__TO BE DONE__: Copy the data word for word, keeping every line.
## Begin
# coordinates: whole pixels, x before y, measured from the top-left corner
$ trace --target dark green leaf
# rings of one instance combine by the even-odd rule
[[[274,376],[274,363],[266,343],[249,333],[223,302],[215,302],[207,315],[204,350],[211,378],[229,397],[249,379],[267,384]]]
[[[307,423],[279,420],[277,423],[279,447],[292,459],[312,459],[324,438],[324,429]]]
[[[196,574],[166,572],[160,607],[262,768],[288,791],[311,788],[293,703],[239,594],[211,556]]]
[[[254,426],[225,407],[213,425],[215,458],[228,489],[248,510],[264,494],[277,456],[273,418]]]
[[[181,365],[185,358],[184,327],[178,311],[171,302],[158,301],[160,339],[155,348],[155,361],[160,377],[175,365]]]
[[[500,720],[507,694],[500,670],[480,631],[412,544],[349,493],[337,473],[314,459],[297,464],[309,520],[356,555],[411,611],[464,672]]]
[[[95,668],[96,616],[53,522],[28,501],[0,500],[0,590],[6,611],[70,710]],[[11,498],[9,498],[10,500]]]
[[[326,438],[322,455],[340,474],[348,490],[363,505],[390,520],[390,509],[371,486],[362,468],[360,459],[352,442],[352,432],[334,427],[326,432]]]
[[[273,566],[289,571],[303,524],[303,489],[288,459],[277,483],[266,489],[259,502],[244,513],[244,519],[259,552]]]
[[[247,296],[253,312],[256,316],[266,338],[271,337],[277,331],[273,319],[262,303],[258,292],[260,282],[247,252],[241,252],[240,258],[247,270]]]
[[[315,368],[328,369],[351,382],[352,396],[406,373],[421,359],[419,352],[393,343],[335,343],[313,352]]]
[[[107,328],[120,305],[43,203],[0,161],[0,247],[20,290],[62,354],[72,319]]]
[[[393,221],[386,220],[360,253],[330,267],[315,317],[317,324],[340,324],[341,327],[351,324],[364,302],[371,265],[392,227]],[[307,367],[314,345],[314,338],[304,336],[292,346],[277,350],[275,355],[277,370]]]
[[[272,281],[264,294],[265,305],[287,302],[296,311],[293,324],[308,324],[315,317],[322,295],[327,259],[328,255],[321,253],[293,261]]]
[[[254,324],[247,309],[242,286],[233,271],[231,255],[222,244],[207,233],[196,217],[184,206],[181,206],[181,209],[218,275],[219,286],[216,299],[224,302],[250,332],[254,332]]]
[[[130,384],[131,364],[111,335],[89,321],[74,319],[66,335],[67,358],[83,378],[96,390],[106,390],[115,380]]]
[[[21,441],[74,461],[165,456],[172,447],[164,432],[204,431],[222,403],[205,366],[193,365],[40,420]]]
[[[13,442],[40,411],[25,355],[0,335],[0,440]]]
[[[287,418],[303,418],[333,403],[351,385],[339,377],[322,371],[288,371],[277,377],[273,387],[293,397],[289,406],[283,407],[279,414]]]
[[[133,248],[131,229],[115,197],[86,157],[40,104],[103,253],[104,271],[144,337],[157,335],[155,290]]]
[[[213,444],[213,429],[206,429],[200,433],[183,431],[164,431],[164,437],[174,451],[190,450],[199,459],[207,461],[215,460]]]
## End
__WORKED ANSWER__:
# coordinates: whole pixels, x before y, measured from the top-left corner
$ trace --target dark green leaf
# rings of one instance combine by the even-odd rule
[[[274,376],[274,363],[266,343],[249,333],[223,302],[215,302],[207,315],[204,350],[211,378],[229,397],[249,379],[267,384]]]
[[[307,423],[279,420],[277,423],[279,447],[292,459],[312,459],[324,438],[324,429]]]
[[[196,574],[166,572],[160,607],[262,768],[288,791],[311,788],[293,703],[239,594],[211,556]]]
[[[254,426],[225,407],[213,425],[215,458],[228,489],[248,510],[264,494],[277,456],[273,418]]]
[[[181,365],[185,358],[184,327],[178,311],[171,302],[158,301],[160,339],[155,348],[155,361],[160,377],[175,365]]]
[[[500,720],[507,694],[500,670],[480,631],[412,544],[349,493],[337,473],[314,459],[297,464],[309,520],[356,555],[411,611],[464,672]]]
[[[95,668],[96,616],[53,522],[28,501],[0,500],[0,590],[6,611],[70,710]],[[11,498],[9,498],[10,500]]]
[[[326,438],[322,455],[340,474],[348,490],[363,505],[390,520],[390,509],[371,486],[362,468],[360,459],[352,442],[352,432],[334,427],[326,432]]]
[[[273,566],[289,571],[303,524],[303,489],[288,459],[277,483],[266,489],[259,502],[244,513],[244,519],[259,552]]]
[[[247,296],[253,312],[256,316],[266,338],[271,337],[277,331],[273,319],[262,303],[258,292],[260,282],[247,252],[241,252],[240,258],[247,270]]]
[[[315,368],[328,369],[351,382],[352,396],[406,373],[421,359],[419,352],[393,343],[335,343],[313,352]]]
[[[107,328],[120,305],[43,203],[0,161],[0,247],[20,290],[62,354],[72,319]]]
[[[393,221],[386,220],[360,253],[330,267],[315,317],[317,324],[340,324],[341,327],[351,324],[364,302],[371,265],[392,227]],[[307,367],[314,345],[314,338],[304,336],[292,346],[277,350],[275,355],[277,370]]]
[[[272,281],[264,294],[265,305],[287,302],[296,311],[293,324],[308,324],[315,317],[322,295],[327,259],[328,255],[321,253],[293,261]]]
[[[254,324],[247,309],[242,286],[233,271],[231,255],[222,244],[207,233],[196,217],[184,206],[181,206],[181,209],[218,275],[219,286],[216,299],[224,302],[250,332],[254,332]]]
[[[130,384],[131,364],[111,335],[89,321],[74,319],[66,335],[67,358],[83,378],[96,390],[106,390],[115,380]]]
[[[21,441],[74,461],[165,456],[172,447],[164,432],[204,431],[222,403],[205,366],[193,365],[40,420]]]
[[[13,442],[40,411],[25,355],[0,335],[0,440]]]
[[[287,418],[303,418],[333,403],[351,385],[339,377],[322,371],[288,371],[277,377],[273,387],[293,397],[289,406],[283,407],[279,414]]]
[[[133,248],[131,229],[115,197],[86,157],[40,104],[103,253],[104,271],[144,337],[157,335],[155,290]]]
[[[213,444],[213,429],[206,429],[200,433],[183,431],[164,431],[164,437],[174,451],[190,450],[199,459],[207,461],[215,460]]]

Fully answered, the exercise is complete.